### Extrait choisi

* * *

L’établissement souvent montré en exemple organisait cette semaine un stage intensif pour lutter contre la «détresse linguistique» de certains de ses élèves. L’objectif est de faire un diagnostic et de les faire progresser dans leur maîtrise du Français grâce à des enseignants impliqués.
Combien d’élèves sont-ils totalement largués dans les collèges de Mayotte, incapables de comprendre la langue française? S’il est impossible de répondre à cette question, il est évident que de très nombreux élèves poursuivent une scolarité jusqu’à la fin du collège alors qu’ils ne maîtrisent pas les savoirs de base en Français. Et dans ces conditions, comment acquérir la moindre connaissance dans toutes les autres matières?
«Il fallait intervenir car des élèves qui ne comprennent rien pendant les cours sont évidemment en grand échec personnel et ils ont tendance à perturber le fonctionnement complet de la classe», explique Jean Alemany, le principal du collège de Doujani, qui considère ces enfants en état de «détresse linguistique».

* * *

### Données fournies
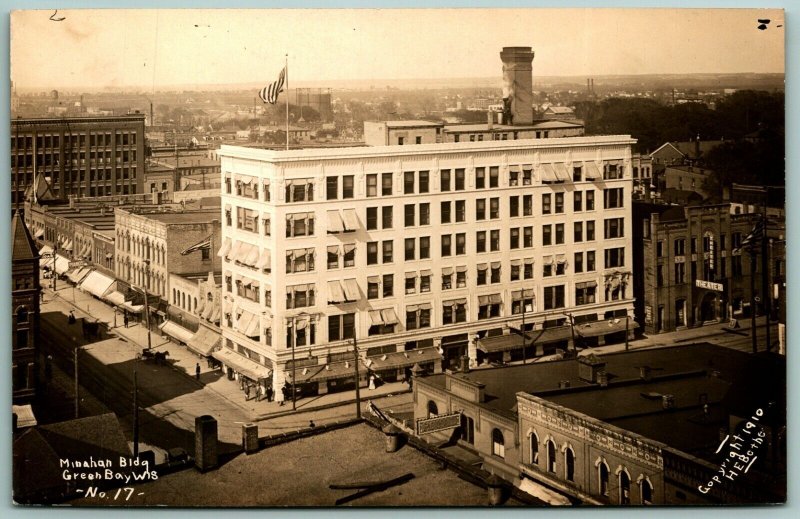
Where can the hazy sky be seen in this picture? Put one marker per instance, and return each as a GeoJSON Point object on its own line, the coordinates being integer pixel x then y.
{"type": "Point", "coordinates": [151, 48]}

* * *

### Questions de compréhension
a – Répondez aux questions suivantes à partir de l'article sur le collège de Doujani.
(i) Qu'a organisé l'établissement cette semaine ?
(ii) Jusqu'à quel stade de nombreux élèves poursuivent-ils leur scolarité sans maîtriser les savoirs de base en français ?
(iii) Quelle fonction Jean Alemany occupe-t-il ?
b – Poursuivez l'article sur le collège de Doujani à partir de sa dernière phrase.

### Réponses attendues
a –
(i) Un stage intensif pour lutter contre la « détresse linguistique » de certains de ses élèves.
(ii) Jusqu'à la fin du collège.
(iii) Il est le principal du collège de Doujani.

b –
Allophone, qui ne comprend pas le Français
Le collège a mis en place un double dispositif destiné à répondre à cette urgence, en plus des cours spéciaux de langue déjà organisés pour les élèves de 6e. Il s’adresse aux EANA de la 5e à la 3e, l’acronyme signifiant Elèves allophones nouvellement arrivés. Pour ces jeunes allophones, la langue officielle, le Français, n’est pas leur langue maternelle et ils ne la connaissent pas du tout. La démarche s’adresse donc principalement à des élèves récemment arrivés des Comores où ils n’ont pas ou peu été scolarisés en Français.
A Mayotte, cinq collèges ont déployé ce dispositif EANA dont Doujani. «L’an dernier, on n’a pas été bons, relève Jean Alemany, le principal du collège. On les a accueillis mais sans trop savoir comment faire. Cette année, le système qu’on a mis en place devrait fonctionner beaucoup mieux.»
Les élèves passent à présent par plusieurs phases qui commencent par un repérage des plus en difficulté par les professeurs.
Diagnostic sur les compétences
«Durant l’année, on sort ces élèves des classes normales pendant 6 heures chaque semaine pendant 6 semaines pour qu’ils aillent en Français langue étrangère (FLE). On voit ensuite s’il faut continuer.» Mais l’établissement est allé plus loin en mettant en place des sessions intensives pendant les vacances. Ce sont ainsi 53 élèves qui sont ciblés par le dispositif.
En décembre, durant les premiers jours des vacances, ils ont individuellement passé un moment avec un professeur pour effectuer des tests poussés de compétence linguistique, comprendre et s’exprimer aussi bien à l’oral qu’à l’écrit. Les profs savent ainsi précisément où se situent leurs lacunes en Français. Après ce diagnostic, ils intègrent ces fameux stages comme durant cette première semaine de janvier. «Ça permet de voir des évolutions assez fines sur leurs compétences orales et écrites».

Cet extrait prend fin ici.